TEXTO DADO:
- - -
Sammy le da un nuevo significado al concepto de votar con los pies.

Bienvenidos a esta conferencia semestral de La Iglesia de Jesucristo de los Santos de los Últimos Días. A manera de introducción para el análisis del significado de estas reuniones que se hacen dos veces al año, recordaremos una escena que relata Lucas en el Nuevo Testamento1:

“Y aconteció que, acercándose [Jesús] a Jericó, un ciego estaba sentado junto al camino, mendigando;

“… cuando oyó a [una multitud] que pasaba, preguntó qué [significaba] aquello.

“Y le dijeron que pasaba Jesús Nazareno.

“Entonces dio voces, diciendo: ¡Jesús, Hijo de David, ten misericordia de mí!”.

Sorprendidos por su osadía, leemos que la multitud intentó hacerlo callar, “pero él clamaba mucho más”. Como resultado de su insistencia, lo llevaron ante Jesús, quien escuchó su súplica llena de fe pidiendo la restauración de la vista y Él lo sanó2.

Este relato breve y vívido me conmueve cada vez que lo leo. Se puede sentir la angustia de ese hombre. Casi lo podemos oír gritando para llamar la atención del Salvador. Sonreímos ante su negativa a callarse, de hecho, ante su determinación a subir el volumen de su voz cuando todos los demás le pedían que la bajara. Esto es, de por sí, un tierno relato de una persona de gran fe y determinación; pero como sucede con todas las Escrituras, mientras más las leemos, más encontramos en ellas.
- - -
CONJUNTO DE ENTRADAS:
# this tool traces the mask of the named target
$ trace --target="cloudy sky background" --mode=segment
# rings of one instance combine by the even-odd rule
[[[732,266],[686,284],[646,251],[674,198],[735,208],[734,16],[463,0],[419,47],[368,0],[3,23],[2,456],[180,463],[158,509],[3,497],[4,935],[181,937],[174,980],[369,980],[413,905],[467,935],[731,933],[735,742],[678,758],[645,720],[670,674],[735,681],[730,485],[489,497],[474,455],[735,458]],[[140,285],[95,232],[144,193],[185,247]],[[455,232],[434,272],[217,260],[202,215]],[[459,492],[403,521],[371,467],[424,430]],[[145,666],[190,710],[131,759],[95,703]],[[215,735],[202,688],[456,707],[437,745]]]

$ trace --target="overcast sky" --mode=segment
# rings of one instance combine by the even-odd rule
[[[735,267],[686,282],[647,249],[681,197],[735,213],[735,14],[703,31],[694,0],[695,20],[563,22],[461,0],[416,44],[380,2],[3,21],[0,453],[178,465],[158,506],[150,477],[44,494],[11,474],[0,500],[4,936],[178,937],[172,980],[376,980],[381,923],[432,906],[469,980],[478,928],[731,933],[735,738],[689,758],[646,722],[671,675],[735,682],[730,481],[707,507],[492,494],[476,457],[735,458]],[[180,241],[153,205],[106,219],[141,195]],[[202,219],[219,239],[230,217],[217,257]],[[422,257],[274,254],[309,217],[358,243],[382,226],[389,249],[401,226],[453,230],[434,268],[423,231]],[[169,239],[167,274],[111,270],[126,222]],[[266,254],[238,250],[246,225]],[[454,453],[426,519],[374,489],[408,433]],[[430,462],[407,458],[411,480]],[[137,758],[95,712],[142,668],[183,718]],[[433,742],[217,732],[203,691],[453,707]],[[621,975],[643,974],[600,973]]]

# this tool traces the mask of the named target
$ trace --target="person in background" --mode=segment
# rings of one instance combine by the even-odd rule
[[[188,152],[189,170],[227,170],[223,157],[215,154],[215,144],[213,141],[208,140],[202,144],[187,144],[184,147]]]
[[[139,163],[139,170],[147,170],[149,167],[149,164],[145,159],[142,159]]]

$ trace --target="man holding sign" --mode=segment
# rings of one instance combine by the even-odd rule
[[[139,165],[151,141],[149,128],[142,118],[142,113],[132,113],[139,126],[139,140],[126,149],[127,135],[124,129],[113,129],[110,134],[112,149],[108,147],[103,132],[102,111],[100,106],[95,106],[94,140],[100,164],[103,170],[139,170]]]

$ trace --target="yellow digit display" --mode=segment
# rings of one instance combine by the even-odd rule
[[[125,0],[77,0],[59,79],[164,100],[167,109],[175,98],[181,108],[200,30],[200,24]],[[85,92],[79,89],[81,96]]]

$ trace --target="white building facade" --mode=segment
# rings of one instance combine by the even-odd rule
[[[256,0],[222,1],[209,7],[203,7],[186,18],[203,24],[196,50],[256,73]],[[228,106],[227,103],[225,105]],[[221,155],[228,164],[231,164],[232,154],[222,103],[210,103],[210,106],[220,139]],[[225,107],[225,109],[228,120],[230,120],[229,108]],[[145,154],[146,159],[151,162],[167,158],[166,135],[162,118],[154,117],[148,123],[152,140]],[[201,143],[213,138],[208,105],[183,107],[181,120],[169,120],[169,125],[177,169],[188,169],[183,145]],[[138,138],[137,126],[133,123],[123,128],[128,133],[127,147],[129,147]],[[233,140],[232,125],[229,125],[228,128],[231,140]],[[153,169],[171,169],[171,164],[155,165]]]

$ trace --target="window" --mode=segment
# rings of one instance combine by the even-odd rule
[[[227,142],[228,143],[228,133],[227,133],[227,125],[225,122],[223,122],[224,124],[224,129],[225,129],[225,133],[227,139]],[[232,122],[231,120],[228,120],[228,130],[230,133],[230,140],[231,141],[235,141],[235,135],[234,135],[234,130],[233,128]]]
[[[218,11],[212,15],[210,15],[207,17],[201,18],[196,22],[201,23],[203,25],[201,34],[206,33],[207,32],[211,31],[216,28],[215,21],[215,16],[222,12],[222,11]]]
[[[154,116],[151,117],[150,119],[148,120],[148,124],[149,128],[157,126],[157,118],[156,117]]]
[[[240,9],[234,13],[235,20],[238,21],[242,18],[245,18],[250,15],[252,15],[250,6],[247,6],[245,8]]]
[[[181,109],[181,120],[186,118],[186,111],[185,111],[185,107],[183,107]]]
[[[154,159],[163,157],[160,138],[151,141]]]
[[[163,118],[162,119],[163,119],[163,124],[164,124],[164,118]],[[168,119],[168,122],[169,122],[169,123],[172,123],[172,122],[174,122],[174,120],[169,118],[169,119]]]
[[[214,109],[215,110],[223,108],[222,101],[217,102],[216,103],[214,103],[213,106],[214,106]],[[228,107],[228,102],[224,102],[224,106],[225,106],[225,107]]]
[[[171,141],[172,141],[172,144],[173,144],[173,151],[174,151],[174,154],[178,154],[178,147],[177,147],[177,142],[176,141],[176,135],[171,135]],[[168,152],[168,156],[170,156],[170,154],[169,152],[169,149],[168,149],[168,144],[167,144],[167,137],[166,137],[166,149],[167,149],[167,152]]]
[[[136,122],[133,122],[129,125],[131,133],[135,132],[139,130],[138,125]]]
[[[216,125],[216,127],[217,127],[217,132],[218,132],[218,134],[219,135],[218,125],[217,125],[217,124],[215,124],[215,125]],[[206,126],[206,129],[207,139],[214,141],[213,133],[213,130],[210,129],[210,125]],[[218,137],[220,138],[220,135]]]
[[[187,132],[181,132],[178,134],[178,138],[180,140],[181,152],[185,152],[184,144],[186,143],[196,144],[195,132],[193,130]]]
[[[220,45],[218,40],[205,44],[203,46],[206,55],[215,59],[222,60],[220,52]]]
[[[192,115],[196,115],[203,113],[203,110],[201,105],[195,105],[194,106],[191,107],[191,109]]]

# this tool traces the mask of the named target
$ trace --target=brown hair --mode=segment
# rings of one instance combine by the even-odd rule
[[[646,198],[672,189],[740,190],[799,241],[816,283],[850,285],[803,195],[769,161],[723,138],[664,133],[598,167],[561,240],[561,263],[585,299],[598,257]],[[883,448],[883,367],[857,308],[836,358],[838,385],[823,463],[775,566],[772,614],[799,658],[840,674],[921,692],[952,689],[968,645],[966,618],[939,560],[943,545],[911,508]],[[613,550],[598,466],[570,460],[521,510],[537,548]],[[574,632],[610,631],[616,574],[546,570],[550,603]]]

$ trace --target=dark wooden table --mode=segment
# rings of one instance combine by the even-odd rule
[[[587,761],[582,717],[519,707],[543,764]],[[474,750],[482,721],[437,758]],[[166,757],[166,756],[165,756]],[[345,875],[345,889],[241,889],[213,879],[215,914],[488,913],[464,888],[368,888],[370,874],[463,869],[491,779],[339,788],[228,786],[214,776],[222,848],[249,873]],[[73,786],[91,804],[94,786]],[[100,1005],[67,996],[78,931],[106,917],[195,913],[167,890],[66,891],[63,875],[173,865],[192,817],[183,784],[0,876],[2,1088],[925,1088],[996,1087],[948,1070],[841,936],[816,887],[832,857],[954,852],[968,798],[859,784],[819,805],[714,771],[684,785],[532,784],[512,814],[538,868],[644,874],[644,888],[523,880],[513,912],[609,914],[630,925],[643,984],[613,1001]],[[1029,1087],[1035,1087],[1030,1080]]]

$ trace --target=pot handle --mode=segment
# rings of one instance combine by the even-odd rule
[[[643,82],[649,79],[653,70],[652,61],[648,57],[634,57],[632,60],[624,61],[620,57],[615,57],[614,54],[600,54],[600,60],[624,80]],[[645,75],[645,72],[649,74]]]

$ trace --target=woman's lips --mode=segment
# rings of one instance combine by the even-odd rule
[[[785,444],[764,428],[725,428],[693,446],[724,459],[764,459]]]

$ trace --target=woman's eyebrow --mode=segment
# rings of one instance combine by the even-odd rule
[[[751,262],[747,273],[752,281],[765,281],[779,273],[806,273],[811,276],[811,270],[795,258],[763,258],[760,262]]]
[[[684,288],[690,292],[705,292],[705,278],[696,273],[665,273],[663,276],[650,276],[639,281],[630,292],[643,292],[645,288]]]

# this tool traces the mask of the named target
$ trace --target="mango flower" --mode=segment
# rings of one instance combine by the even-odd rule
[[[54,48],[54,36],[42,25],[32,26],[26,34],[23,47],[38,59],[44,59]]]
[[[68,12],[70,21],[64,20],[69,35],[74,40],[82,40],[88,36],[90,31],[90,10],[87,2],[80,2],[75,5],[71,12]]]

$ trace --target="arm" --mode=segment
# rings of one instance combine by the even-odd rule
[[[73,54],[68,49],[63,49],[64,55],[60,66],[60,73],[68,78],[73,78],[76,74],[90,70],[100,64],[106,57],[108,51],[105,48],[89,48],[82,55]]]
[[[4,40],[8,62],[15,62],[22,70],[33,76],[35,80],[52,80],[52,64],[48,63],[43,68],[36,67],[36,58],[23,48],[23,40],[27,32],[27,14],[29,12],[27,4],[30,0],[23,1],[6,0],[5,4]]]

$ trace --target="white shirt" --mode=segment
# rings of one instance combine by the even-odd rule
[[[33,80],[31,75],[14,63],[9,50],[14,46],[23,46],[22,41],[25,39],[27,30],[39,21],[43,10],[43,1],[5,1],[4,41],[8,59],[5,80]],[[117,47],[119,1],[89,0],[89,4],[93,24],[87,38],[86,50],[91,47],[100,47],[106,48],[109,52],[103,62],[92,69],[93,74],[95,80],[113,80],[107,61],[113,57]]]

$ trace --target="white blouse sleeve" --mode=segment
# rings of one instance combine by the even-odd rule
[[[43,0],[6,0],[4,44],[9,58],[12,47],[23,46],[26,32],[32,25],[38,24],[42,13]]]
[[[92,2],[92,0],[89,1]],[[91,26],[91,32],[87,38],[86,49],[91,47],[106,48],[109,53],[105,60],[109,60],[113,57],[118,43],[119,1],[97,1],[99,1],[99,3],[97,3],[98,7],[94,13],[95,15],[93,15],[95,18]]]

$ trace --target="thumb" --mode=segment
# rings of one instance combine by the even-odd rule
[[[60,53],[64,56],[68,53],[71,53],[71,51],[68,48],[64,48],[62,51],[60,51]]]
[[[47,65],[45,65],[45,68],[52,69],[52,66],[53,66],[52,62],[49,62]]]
- - -
ACCIONES A REALIZAR:
(A) Devuelve, copiado literalmente, todo lo que va en el texto sobre la conferencia semestral desde "Sorprendidos por su" hasta "Él lo sanó2.".
(B) Responde estas preguntas según el texto sobre la conferencia semestral:
(i) ¿A qué ciudad se acercaba Jesús en la escena que relata Lucas?
(ii) ¿Cada cuánto tiempo se celebran estas reuniones?
(iii) ¿Qué pidió el ciego cuando lo llevaron ante Jesús?
(C) Escribe lo que sigue en el texto sobre la conferencia semestral a partir de su última oración.
Las entradas provienen de otra fuente.

RESPUESTAS DADAS:
(A)
Sorprendidos por su osadía, leemos que la multitud intentó hacerlo callar, “pero él clamaba mucho más”. Como resultado de su insistencia, lo llevaron ante Jesús, quien escuchó su súplica llena de fe pidiendo la restauración de la vista y Él lo sanó2.

(B)
(i) A Jericó.
(ii) Dos veces al año.
(iii) La restauración de la vista.

(C)
Algo que hasta hace poco no había notado, es el buen juicio de este hombre de rodearse de personas sensibles a lo espiritual. Toda la importancia de este relato radica en un puñado de mujeres y hombres anónimos que, cuando su compañero les preguntó: “¿Qué significa toda esta conmoción?”, tuvieron la visión, por así decirlo, para reconocer a Cristo como la causa del clamor; Él era el “Significado Personificado”. Hay una lección que todos podemos aprender de esta breve interacción. En temas de fe y convicción, resulta útil dirigir sus dudas hacia quienes realmente tienen fe y convicción. “¿Puede un ciego guiar a otro ciego?”, preguntó Jesús en una ocasión. “[De ser así,] ¿[n]o caerán ambos en el hoyo?”3.

Nuestro propósito en estas conferencias es la búsqueda de esa fe y convicción, y al unirse ustedes hoy a nosotros se darán cuenta de que esta búsqueda es un esfuerzo que comparten muchas personas. Miren a su alrededor. Por estos jardines ven a familias de todos los tamaños que vienen de todas las direcciones; viejos amigos se abrazan gozosos, un coro maravilloso está calentando las voces y unos manifestantes gritan su consigna favorita. Misioneros que sirvieron hace años tratan de encontrar a sus antiguos compañeros, mientras que los misioneros que acaban de regresar buscan compañeros totalmente nuevos (¡ya saben a qué me refiero!). ¿Y fotos? ¡Que los cielos nos amparen! Con teléfonos celulares en cada mano, hemos pasado de ser “cada miembro un misionero” a “cada miembro un fotógrafo”. En medio de toda esta espléndida conmoción, uno podría preguntarse, y con razón, “¿qué significado tiene todo esto?”.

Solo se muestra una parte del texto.